TASK DETAILS :: All of the entries are to be printed exactly as they appear.
*** GIVEN RECORDS
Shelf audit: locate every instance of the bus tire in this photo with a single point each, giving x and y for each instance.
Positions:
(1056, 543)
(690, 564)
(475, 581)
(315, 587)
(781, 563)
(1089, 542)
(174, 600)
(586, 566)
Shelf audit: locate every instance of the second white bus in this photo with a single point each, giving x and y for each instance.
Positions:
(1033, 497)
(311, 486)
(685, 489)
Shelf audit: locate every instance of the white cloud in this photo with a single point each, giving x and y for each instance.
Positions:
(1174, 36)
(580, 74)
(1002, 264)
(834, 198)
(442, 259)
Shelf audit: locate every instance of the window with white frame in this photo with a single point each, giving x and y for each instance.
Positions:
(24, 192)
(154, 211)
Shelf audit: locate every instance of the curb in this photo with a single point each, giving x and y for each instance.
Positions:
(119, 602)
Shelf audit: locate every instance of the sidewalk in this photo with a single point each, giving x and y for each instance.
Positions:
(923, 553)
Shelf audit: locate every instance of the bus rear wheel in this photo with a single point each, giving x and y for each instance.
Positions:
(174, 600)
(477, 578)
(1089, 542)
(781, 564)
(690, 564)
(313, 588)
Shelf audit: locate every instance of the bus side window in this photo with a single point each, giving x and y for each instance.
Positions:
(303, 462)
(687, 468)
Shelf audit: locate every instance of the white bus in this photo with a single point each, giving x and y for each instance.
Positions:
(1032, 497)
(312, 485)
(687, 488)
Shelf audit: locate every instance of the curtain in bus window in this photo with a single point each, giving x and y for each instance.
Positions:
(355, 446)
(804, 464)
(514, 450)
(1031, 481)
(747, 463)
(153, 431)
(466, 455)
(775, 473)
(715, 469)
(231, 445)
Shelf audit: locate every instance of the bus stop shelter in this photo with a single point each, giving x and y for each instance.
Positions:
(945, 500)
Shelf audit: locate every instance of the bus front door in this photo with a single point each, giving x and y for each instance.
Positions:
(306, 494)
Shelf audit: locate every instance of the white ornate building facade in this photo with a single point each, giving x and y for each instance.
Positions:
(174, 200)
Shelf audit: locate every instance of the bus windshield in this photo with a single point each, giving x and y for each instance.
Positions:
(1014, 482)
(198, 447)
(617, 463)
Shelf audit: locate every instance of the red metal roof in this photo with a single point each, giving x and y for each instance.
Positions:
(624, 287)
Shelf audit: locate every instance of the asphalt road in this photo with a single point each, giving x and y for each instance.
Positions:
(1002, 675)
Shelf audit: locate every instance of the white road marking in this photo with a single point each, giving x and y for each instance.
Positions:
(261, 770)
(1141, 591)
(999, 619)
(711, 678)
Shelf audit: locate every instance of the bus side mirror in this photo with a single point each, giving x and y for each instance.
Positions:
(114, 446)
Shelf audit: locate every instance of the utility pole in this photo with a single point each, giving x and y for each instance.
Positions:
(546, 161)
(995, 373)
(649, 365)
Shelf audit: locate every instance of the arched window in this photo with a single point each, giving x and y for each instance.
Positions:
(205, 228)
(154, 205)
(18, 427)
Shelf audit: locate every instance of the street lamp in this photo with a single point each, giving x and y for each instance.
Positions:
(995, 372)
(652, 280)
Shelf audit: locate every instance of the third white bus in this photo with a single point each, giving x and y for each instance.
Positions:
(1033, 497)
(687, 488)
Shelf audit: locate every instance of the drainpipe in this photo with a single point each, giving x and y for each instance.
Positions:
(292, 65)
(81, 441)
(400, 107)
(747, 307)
******
TASK SOLUTION ::
Shelf audit: locate every instance of the bus tire in this photo with a single point each, giving x and y for each instance.
Positions:
(1056, 543)
(690, 564)
(475, 581)
(315, 587)
(781, 563)
(1089, 542)
(174, 600)
(586, 566)
Shelf audit: locate every instance of the second white bus in this photo with a single point each, giving x and y for each instance.
Positions:
(1033, 497)
(311, 486)
(685, 489)
Shelf audit: locate every instance of the white cloud in this photo with a single point each, giving x and y for each instance.
Positions:
(1174, 36)
(580, 74)
(1002, 264)
(834, 198)
(442, 259)
Shelf audit: locate every instance of the window with white frame in this photo with a single point each, giving x and y for each instance.
Positions:
(24, 192)
(154, 211)
Shelf audit: locate every instance of the curb in this photo with a single point each, giving x and y for each instance.
Positions:
(119, 602)
Shelf audit: locate every instance of the sidewalk in this photo with a single point each, giving x and y for each instance.
Positions:
(923, 553)
Shelf audit: locate every instance of the bus rear wheel in this photo with a single point each, giving x and y for each instance.
Positions:
(174, 600)
(477, 578)
(1089, 542)
(781, 564)
(690, 564)
(313, 588)
Shelf audit: locate every instance of the bus side window in this photo with a single point each, giving x and y for each instance.
Positions:
(303, 462)
(687, 468)
Shelf audit: locate every instance of the white bus in this photo with a single point each, giving x and y for each instance.
Positions:
(1032, 497)
(312, 485)
(687, 488)
Shelf audit: locate every instance of the curtain in bus window in this photo with a single point each, giving x and y for each instance.
Positions:
(355, 446)
(804, 464)
(514, 450)
(1031, 481)
(747, 463)
(153, 431)
(466, 455)
(775, 473)
(715, 469)
(231, 445)
Shelf audit: locate every instance of the bus stop shelter in this photo with a single point each, giving x and y for each instance.
Positions:
(945, 500)
Shelf audit: locate every instance of the bus front door in this photo with a single point each, giving x and y for each instance.
Positions:
(306, 494)
Shelf audit: locate every instance of the white ornate building facade in this photo with a single point each, giving x and y for each instance.
Positions:
(174, 200)
Shelf audit: locate every instance of the bus windshield in this photo with a single point each, giving x and y for each instance.
Positions:
(1014, 482)
(198, 447)
(617, 463)
Shelf audit: locate every instance of the red metal roof in this photo with a single point each, giving x and y for each instance.
Positions:
(624, 287)
Shelf audit: locate every instance of the asphalt road in this photo with a single point each, giving x and y for each instance.
Positions:
(1002, 675)
Shelf audit: locate every instance of the white road marking in this photo with a single point each, giving x and y for each instance.
Positions:
(261, 770)
(1141, 591)
(999, 619)
(711, 678)
Shelf audit: locate every instance of the bus side mirror in this photo with a single point each, giving x and y for each instance.
Positions:
(114, 446)
Shelf audit: locate every instance of the utility pole in this photo with a single point each, giving x and y for each instance.
Positions:
(546, 161)
(995, 373)
(649, 365)
Shelf audit: locate every instance of the arched window in this photo with a single point each, giving x and y for each instance.
Positions:
(205, 228)
(154, 205)
(18, 427)
Shelf audit: locate every instance of the street lamp in this photo with a single point each, giving x and y for each instance.
Positions:
(995, 372)
(652, 280)
Shelf audit: locate every instance of the third white bus in this photo with a single point each, giving x and y for each instance.
Positions:
(1033, 497)
(687, 488)
Shelf audit: locate every instance of the drainpipe in this photo with a single point each, giving x and y for each instance.
Positions:
(292, 65)
(81, 441)
(400, 107)
(747, 307)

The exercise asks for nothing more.